___ ENTRIES SHOWN ___
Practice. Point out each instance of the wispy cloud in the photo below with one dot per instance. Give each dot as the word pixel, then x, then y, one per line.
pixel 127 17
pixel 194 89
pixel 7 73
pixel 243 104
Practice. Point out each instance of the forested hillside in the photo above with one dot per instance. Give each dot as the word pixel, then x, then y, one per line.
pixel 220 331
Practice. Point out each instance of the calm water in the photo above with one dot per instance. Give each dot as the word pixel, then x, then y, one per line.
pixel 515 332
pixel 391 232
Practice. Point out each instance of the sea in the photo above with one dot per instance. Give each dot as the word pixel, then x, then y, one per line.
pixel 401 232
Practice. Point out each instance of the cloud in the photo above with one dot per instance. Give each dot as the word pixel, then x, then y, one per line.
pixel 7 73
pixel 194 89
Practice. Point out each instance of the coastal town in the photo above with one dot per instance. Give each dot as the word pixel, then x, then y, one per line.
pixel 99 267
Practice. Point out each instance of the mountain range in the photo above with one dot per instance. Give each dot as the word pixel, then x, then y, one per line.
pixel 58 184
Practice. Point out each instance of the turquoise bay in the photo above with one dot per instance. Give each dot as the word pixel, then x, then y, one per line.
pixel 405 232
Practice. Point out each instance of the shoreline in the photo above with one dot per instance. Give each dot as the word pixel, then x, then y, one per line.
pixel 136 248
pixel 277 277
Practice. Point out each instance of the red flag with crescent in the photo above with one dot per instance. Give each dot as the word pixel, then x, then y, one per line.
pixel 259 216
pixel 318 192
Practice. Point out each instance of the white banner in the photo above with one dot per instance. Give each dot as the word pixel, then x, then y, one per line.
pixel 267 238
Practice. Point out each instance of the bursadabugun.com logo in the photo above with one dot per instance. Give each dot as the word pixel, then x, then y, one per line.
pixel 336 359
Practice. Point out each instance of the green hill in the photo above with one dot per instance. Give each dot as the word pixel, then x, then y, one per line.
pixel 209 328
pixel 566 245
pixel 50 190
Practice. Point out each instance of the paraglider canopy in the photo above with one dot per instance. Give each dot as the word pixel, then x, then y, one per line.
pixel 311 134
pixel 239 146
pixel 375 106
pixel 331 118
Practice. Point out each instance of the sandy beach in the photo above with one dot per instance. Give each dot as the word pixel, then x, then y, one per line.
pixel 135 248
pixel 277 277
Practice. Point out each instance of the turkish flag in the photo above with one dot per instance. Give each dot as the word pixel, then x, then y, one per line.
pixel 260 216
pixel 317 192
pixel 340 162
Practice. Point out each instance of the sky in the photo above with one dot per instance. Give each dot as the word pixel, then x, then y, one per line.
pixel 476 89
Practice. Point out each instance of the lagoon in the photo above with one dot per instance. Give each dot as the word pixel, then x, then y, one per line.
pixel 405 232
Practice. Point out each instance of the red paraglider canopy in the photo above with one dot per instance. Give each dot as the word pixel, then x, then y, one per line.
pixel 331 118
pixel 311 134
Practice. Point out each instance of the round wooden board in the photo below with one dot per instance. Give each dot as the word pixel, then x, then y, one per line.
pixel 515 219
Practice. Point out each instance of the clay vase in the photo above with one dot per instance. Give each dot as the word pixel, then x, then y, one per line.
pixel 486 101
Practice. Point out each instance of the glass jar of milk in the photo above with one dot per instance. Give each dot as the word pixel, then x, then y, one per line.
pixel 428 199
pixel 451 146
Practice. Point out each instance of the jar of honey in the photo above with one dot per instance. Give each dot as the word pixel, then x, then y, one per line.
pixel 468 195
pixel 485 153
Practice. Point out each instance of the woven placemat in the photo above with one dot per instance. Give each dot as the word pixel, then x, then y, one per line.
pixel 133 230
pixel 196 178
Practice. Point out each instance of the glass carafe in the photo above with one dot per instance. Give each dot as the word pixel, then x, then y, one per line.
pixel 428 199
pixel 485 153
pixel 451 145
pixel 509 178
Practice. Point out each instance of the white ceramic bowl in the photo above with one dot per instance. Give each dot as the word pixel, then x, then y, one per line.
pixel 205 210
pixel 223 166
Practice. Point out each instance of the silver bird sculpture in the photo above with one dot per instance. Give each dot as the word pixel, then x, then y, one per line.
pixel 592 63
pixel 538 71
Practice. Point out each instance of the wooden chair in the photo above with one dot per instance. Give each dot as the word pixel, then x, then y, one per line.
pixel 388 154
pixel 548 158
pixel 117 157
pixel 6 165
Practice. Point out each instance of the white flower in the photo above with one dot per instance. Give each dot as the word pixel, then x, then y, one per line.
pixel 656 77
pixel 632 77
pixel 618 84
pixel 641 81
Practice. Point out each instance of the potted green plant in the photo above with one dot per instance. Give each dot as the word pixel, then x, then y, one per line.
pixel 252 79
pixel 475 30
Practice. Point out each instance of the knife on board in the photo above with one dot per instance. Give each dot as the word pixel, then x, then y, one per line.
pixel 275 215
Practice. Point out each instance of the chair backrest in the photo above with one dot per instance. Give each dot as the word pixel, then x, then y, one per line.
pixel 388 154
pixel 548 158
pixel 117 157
___
**JOB**
Can you put the lines above into a Markdown table with the columns Row and Line, giving each non-blank line its own numbered row and leaving out the blank ones?

**RESULT FOR THIS TASK**
| Row | Line |
|---|---|
| 1 | Practice. Point out each instance of the wispy cloud in the photo below with one dot per instance. Give each dot as the word pixel, then x, then y, one per line. |
| 2 | pixel 127 17 |
| 3 | pixel 194 89 |
| 4 | pixel 7 73 |
| 5 | pixel 243 104 |
| 6 | Practice. Point out each instance of the forested hillside in the photo above with one dot per instance. Give each dot as the word pixel, then x, then y, one per line. |
| 7 | pixel 220 331 |
| 8 | Practice. Point out each instance of the calm water in the photo above with one dot per instance. Give each dot as the word pixel, then x, then y, one per line. |
| 9 | pixel 515 332 |
| 10 | pixel 391 232 |
| 11 | Practice. Point out each instance of the sea in the photo above with one dot per instance. Give each dot as the word pixel, then x, then y, one per line. |
| 12 | pixel 401 232 |
| 13 | Practice. Point out each instance of the cloud in the photo above with one dot per instance. Give each dot as the word pixel, then x, then y, one per line. |
| 14 | pixel 7 73 |
| 15 | pixel 194 89 |
| 16 | Practice. Point out each instance of the coastal town in the photo above with one dot per instance. Give each dot as the word pixel, then x, then y, one per line. |
| 17 | pixel 99 267 |
| 18 | Practice. Point out each instance of the mountain range in the photo above with one dot per instance. Give each dot as the word pixel, then x, then y, one per line. |
| 19 | pixel 58 184 |
| 20 | Practice. Point out each instance of the turquoise bay in the photo above with one dot per instance. Give each dot as the word pixel, then x, then y, one per line. |
| 21 | pixel 405 232 |
| 22 | Practice. Point out each instance of the shoreline in the photo above with one dot per instance. Give each dot as the word pixel, then x, then y, one per line. |
| 23 | pixel 136 248 |
| 24 | pixel 277 277 |
| 25 | Practice. Point out each instance of the red flag with crescent in the photo above with one dot per instance. Give each dot as the word pixel, then x, then y, one per line. |
| 26 | pixel 259 216 |
| 27 | pixel 318 192 |
| 28 | Practice. Point out each instance of the white banner in the photo above with one dot per instance. Give each dot as the word pixel, then x, then y, one per line. |
| 29 | pixel 267 238 |
| 30 | Practice. Point out each instance of the bursadabugun.com logo in the photo above with one dot per instance. Give each dot as the word pixel, then x, then y, one per line. |
| 31 | pixel 336 359 |
| 32 | Practice. Point out each instance of the green hill in the photo above with one dot per instance. Give each dot as the word pixel, then x, then y, one per line. |
| 33 | pixel 209 328 |
| 34 | pixel 566 245 |
| 35 | pixel 50 190 |
| 36 | Practice. Point out each instance of the paraglider canopy in the photo above with one dot per instance. Give each dot as the word pixel, then x, then y, one per line. |
| 37 | pixel 311 134 |
| 38 | pixel 239 146 |
| 39 | pixel 375 106 |
| 40 | pixel 331 118 |
| 41 | Practice. Point out each instance of the sandy beach in the photo above with one dot per instance. Give each dot as the word pixel, then x, then y, one per line. |
| 42 | pixel 135 248 |
| 43 | pixel 277 277 |
| 44 | Practice. Point out each instance of the turkish flag in the photo above with one dot per instance. Give each dot as the word pixel, then x, then y, one per line. |
| 45 | pixel 260 216 |
| 46 | pixel 317 192 |
| 47 | pixel 340 162 |
| 48 | Practice. Point out each instance of the sky in the photo above with one dot per instance. Give each dot as the word pixel, then x, then y, one per line. |
| 49 | pixel 476 89 |
| 50 | Practice. Point out each instance of the lagoon in the photo above with one dot per instance. Give each dot as the word pixel, then x, then y, one per line. |
| 51 | pixel 405 232 |
| 52 | Practice. Point out each instance of the red paraglider canopy in the photo above with one dot per instance. Give each dot as the word pixel, then x, then y, one per line. |
| 53 | pixel 331 118 |
| 54 | pixel 311 134 |
| 55 | Practice. Point out each instance of the round wooden board in the photo below with one dot per instance. Give each dot as the word pixel, then x, then y, one per line. |
| 56 | pixel 515 219 |
| 57 | Practice. Point out each instance of the clay vase in the photo above with one dot per instance. Give each dot as the word pixel, then x, then y, one per line. |
| 58 | pixel 486 101 |
| 59 | Practice. Point out each instance of the glass jar of milk in the photo above with one dot per instance. Give each dot as the word pixel, then x, then y, one per line. |
| 60 | pixel 428 199 |
| 61 | pixel 451 146 |
| 62 | Practice. Point out each instance of the jar of honey in the photo above with one dot per instance. Give each dot as the word pixel, then x, then y, one per line. |
| 63 | pixel 468 195 |
| 64 | pixel 485 153 |
| 65 | Practice. Point out each instance of the woven placemat in the photo above with one dot per instance. Give each dot as the word pixel, then x, then y, one per line. |
| 66 | pixel 133 230 |
| 67 | pixel 196 178 |
| 68 | Practice. Point out each instance of the glass carafe in the photo above with one dot per instance. Give each dot as the word pixel, then x, then y, one per line. |
| 69 | pixel 428 199 |
| 70 | pixel 485 153 |
| 71 | pixel 451 145 |
| 72 | pixel 509 178 |
| 73 | Practice. Point out each instance of the white ceramic bowl in the photo above with one dot per instance. Give each dot as the word pixel, then x, then y, one per line. |
| 74 | pixel 205 210 |
| 75 | pixel 223 166 |
| 76 | Practice. Point out each instance of the silver bird sculpture in the photo above with one dot per instance. Give each dot as the word pixel, then x, then y, one per line. |
| 77 | pixel 592 63 |
| 78 | pixel 538 71 |
| 79 | Practice. Point out each instance of the wooden chair in the photo above with one dot per instance. Give each dot as the word pixel, then x, then y, one per line. |
| 80 | pixel 388 154 |
| 81 | pixel 548 158 |
| 82 | pixel 117 157 |
| 83 | pixel 6 165 |
| 84 | Practice. Point out each instance of the white flower in the photo above with one dot per instance. Give each dot as the word pixel, then x, then y, one per line. |
| 85 | pixel 656 77 |
| 86 | pixel 632 77 |
| 87 | pixel 618 84 |
| 88 | pixel 641 81 |
| 89 | Practice. Point out each instance of the potted green plant in the photo above with one dot per instance. Give each dot as the word pixel, then x, then y, one per line. |
| 90 | pixel 252 79 |
| 91 | pixel 475 30 |
| 92 | Practice. Point out each instance of the knife on board in the photo above with one dot per instance. Give each dot as the word pixel, then x, then y, one per line. |
| 93 | pixel 275 215 |
| 94 | Practice. Point out each instance of the chair backrest in the photo above with one dot per instance. Give each dot as the word pixel, then x, then y, one per line. |
| 95 | pixel 388 154 |
| 96 | pixel 548 158 |
| 97 | pixel 117 157 |